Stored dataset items

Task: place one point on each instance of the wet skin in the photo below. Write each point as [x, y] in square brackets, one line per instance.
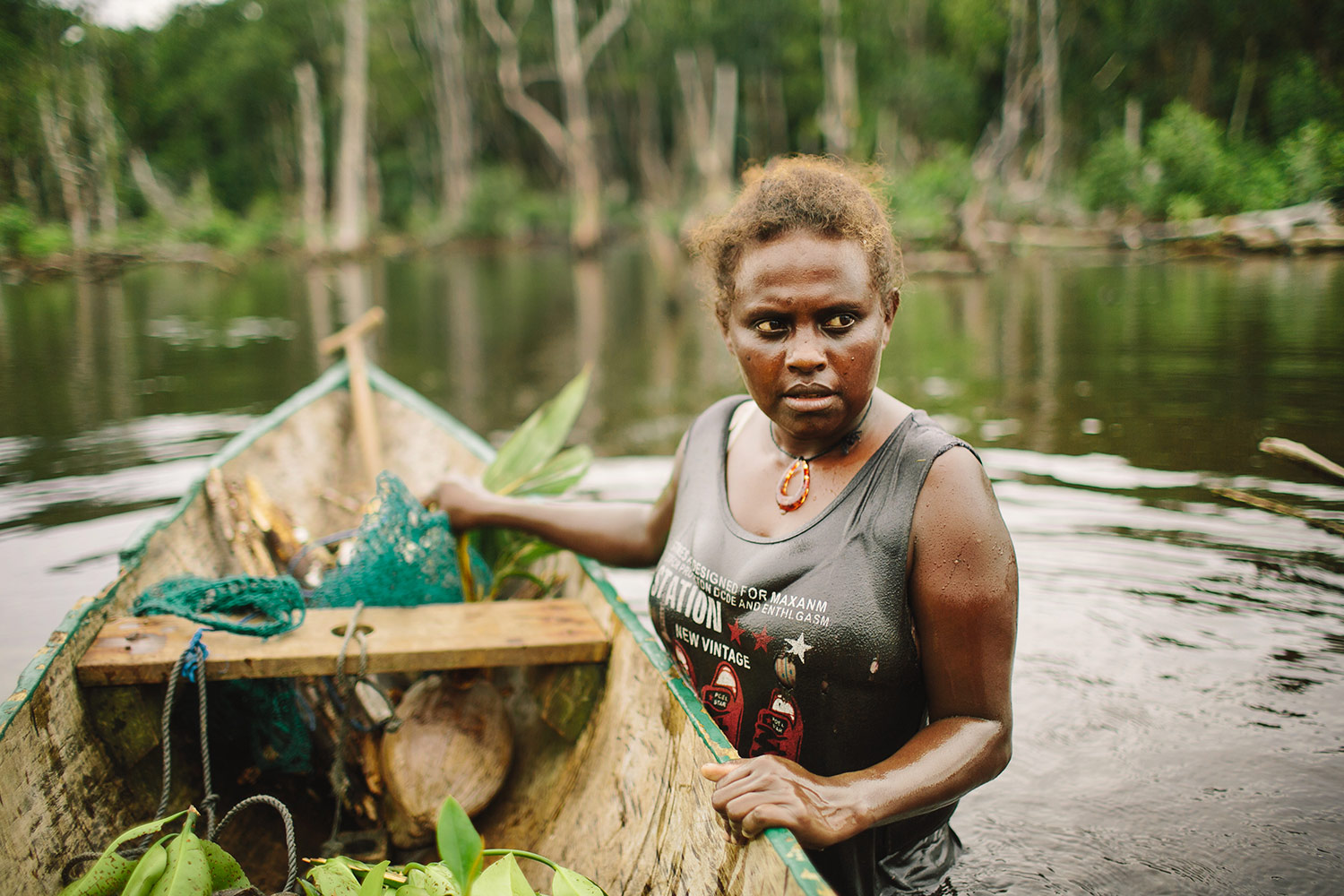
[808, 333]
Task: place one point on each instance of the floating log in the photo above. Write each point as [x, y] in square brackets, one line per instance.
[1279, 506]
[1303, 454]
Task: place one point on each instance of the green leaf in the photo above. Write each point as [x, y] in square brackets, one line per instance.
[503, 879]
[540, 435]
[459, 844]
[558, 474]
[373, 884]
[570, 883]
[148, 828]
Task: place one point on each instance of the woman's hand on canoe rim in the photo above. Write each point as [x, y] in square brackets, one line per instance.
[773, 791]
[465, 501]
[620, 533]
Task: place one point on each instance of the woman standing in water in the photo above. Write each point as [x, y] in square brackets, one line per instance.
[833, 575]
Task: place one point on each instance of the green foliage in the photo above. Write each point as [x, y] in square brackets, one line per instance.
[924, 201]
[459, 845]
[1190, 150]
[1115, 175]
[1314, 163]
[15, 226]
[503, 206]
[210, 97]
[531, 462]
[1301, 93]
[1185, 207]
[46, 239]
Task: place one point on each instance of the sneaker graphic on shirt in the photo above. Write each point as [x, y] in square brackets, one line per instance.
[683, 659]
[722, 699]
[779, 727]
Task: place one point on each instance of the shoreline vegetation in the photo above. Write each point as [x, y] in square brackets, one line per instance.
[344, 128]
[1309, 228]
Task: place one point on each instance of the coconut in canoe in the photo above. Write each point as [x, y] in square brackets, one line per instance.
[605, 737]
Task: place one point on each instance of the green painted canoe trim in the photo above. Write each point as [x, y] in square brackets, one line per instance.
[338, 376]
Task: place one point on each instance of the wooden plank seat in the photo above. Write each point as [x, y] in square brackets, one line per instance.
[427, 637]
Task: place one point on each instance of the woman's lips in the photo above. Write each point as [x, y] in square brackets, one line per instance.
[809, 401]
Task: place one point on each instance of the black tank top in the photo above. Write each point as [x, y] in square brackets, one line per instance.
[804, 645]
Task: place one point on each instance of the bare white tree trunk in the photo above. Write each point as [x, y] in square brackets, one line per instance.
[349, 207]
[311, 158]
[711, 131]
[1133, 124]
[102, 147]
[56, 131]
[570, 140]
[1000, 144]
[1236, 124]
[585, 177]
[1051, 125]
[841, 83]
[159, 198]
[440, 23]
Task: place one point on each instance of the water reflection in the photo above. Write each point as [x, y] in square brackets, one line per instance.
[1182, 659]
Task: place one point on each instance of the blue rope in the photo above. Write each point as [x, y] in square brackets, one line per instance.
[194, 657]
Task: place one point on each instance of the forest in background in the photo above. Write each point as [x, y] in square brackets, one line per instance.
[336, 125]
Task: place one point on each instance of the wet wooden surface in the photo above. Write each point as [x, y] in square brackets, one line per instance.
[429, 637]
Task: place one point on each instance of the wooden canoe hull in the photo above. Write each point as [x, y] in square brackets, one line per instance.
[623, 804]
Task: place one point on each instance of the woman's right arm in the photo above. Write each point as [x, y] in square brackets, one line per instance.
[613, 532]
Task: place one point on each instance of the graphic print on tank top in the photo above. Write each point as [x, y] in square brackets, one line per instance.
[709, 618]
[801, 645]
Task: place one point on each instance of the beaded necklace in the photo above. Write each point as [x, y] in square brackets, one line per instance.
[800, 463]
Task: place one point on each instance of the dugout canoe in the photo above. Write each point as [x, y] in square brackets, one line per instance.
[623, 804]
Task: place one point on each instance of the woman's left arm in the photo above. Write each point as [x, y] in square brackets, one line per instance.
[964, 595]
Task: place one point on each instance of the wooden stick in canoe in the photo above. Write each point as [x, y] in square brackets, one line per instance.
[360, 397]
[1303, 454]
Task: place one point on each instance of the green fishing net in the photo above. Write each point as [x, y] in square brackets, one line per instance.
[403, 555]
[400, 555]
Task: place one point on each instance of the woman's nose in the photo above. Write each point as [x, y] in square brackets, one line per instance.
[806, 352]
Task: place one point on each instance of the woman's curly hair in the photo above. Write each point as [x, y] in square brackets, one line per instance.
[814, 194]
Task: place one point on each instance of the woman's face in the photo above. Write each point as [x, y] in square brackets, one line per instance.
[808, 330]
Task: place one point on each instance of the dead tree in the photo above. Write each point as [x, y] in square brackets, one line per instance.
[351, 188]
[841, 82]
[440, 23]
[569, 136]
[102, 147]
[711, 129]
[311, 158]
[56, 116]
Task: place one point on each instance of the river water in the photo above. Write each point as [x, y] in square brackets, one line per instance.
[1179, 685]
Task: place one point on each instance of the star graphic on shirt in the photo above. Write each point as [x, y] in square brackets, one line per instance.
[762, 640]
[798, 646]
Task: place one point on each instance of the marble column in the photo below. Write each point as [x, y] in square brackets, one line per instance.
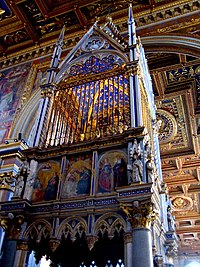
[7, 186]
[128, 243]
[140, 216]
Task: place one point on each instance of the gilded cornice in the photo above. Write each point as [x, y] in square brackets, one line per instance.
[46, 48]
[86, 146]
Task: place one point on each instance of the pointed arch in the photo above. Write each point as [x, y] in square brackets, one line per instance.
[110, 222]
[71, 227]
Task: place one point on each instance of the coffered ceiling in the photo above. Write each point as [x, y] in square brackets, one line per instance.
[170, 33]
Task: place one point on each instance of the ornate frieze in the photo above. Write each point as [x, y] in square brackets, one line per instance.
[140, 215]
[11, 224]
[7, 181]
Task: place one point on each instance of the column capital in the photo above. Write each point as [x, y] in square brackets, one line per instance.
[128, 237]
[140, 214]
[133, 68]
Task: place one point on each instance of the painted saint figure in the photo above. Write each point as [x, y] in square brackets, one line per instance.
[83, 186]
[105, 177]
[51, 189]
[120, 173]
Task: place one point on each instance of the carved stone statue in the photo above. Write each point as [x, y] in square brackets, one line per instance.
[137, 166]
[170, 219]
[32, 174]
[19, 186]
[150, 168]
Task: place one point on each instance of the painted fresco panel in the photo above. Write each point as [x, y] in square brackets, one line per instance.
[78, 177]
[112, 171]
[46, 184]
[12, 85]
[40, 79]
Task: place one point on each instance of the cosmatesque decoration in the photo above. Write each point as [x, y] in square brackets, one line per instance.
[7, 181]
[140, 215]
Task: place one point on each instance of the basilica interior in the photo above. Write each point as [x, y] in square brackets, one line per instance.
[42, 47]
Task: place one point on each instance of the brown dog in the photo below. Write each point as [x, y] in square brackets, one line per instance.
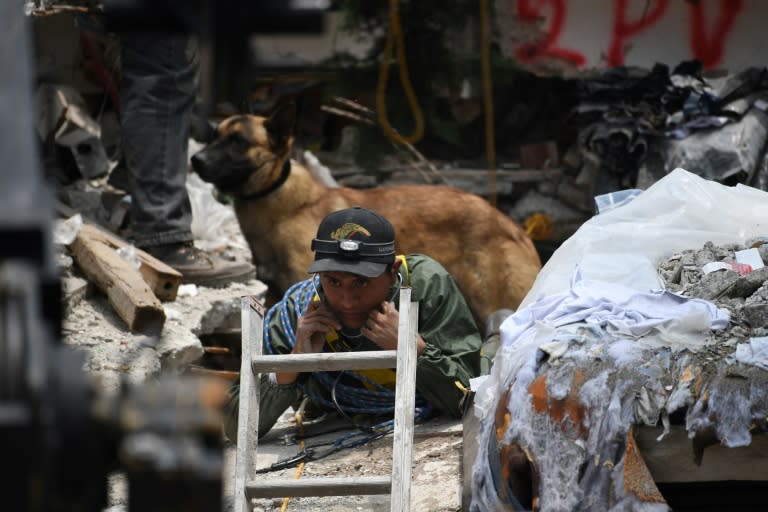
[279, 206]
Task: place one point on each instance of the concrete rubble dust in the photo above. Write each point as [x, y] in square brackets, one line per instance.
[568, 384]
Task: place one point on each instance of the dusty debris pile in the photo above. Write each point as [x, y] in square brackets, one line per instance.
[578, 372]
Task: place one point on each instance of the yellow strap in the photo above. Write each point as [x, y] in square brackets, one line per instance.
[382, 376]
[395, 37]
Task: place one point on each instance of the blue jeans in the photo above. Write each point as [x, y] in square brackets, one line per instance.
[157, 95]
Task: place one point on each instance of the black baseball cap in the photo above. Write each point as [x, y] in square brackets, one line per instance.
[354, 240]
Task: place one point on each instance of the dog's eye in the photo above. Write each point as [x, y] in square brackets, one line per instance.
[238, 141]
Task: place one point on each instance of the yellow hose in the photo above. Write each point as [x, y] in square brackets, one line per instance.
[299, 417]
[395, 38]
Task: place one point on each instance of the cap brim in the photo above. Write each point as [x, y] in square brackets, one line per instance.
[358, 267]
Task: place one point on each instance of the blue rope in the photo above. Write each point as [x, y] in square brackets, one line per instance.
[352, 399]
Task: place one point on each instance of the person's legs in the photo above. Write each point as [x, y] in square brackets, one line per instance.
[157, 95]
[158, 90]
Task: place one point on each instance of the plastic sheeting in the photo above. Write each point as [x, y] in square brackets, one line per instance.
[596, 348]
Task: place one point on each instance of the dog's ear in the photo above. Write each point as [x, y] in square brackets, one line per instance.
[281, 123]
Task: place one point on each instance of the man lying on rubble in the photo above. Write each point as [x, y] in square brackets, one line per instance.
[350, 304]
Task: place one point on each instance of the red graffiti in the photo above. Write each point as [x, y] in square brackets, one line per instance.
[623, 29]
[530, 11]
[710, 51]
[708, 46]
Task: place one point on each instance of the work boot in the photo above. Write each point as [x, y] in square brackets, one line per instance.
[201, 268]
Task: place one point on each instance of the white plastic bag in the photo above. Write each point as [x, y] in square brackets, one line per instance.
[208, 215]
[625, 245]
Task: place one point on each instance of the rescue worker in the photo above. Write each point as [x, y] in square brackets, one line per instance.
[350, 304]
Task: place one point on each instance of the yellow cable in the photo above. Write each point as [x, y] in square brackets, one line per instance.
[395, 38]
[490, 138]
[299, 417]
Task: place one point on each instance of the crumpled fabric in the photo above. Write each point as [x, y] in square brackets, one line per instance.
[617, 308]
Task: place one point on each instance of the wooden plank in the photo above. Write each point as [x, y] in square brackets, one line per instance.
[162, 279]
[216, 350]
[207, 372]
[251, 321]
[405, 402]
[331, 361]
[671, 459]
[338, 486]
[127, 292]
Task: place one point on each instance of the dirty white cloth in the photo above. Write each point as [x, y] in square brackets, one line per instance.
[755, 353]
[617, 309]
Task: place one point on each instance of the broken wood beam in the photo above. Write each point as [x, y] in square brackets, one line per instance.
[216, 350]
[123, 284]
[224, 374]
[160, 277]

Set exercise
Put the stretch of the records above from the line containing "Task: place one point on each instance of the shoreline" through the line containing "[1182, 659]" into a Markdown table with the columns Number and Entry, one line per row, skipping blank lines.

The output
| Number | Entry |
|---|---|
| 1 | Task: place one point on each instance of the shoreline vegetation in the photo above. Write each point as [x, y] in square brackets, one line per instance. |
| 2 | [344, 128] |
| 3 | [1309, 228] |
| 4 | Task: place one point on each instance of the coconut in canoe in the photo above. Write each point as [x, y] in square brackets, one line per instance. |
| 5 | [605, 737] |
| 6 | Task: place one point on each instance of the green painted canoe trim in the photo above. Write each point as [x, y] in square brackets, one line per instance. |
| 7 | [338, 376] |
| 8 | Task: place one point on each instance of the wooden plank seat in the photo above. Write each point as [x, y] in square brackets, one line per instance. |
| 9 | [427, 637] |
| 10 | Task: place one point on each instance of the woman's lips in the photo above. Write each point as [x, y] in square brackets, one line per instance. |
| 11 | [809, 401] |
| 12 | Task: place one point on each instance of the black tank top in the photo above. Write each point as [x, y] in square brackets, one line per instance. |
| 13 | [804, 645] |
| 14 | Task: place one point on each instance of the bare white tree trunk in the photo above. Write each point as [x, y] in square brackets, one line per instance. |
| 15 | [349, 207] |
| 16 | [311, 158] |
| 17 | [711, 131] |
| 18 | [1133, 124] |
| 19 | [102, 147] |
| 20 | [56, 131] |
| 21 | [570, 140] |
| 22 | [1000, 144] |
| 23 | [1236, 124] |
| 24 | [585, 177] |
| 25 | [1051, 125] |
| 26 | [841, 83] |
| 27 | [159, 198] |
| 28 | [440, 23] |
| 29 | Task: place one point on each instance of the water reflection in the photo above. Write each point as [x, y] in square brackets, one line per instance. |
| 30 | [1182, 659] |